Please turn every line of the entries below into a Markdown table with the columns Row and Line, numbering the rows and leaving out blank lines.

[begin MATERIAL FOR THE TASK]

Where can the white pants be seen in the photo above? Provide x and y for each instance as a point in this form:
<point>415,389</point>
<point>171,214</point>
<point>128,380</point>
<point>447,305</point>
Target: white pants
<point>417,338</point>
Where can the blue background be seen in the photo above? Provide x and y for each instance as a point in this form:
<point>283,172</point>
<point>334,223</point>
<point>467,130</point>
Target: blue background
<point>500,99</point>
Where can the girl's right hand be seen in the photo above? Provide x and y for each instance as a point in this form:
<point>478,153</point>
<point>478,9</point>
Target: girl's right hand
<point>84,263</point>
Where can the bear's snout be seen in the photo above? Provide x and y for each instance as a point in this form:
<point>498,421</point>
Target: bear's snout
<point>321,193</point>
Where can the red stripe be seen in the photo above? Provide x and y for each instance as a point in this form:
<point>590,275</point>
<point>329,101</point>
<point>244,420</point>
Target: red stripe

[end MATERIAL FOR THE TASK]

### ANSWER TO THIS PROBLEM
| Row | Line |
|---|---|
| 1 | Where can the white pants be seen in the photo above? Provide x and y for each instance as a point in this form: |
| 2 | <point>415,389</point> |
| 3 | <point>171,214</point> |
| 4 | <point>128,380</point> |
| 5 | <point>447,305</point> |
| 6 | Target: white pants |
| 7 | <point>417,338</point> |
| 8 | Where can the blue background be seen in the photo above? Provide x and y for each instance as a point in this form: |
| 9 | <point>283,172</point> |
| 10 | <point>334,223</point> |
| 11 | <point>467,130</point> |
| 12 | Target: blue background |
| 13 | <point>500,99</point> |
| 14 | Where can the girl's right hand be seen in the photo above? Provide x and y for each instance as a point in this form: |
| 15 | <point>478,153</point> |
| 16 | <point>478,9</point> |
| 17 | Target: girl's right hand |
| 18 | <point>84,263</point> |
| 19 | Where can the bear's snout be seen in the photo above? Provide x and y for each instance as a point in this form: |
| 20 | <point>498,421</point> |
| 21 | Target: bear's snout |
| 22 | <point>321,193</point> |
| 23 | Where can the red stripe be seen in the photo above? Provide x and y for each instance as a point in this form: |
| 24 | <point>590,275</point> |
| 25 | <point>329,101</point> |
| 26 | <point>244,420</point> |
| 27 | Target: red stripe |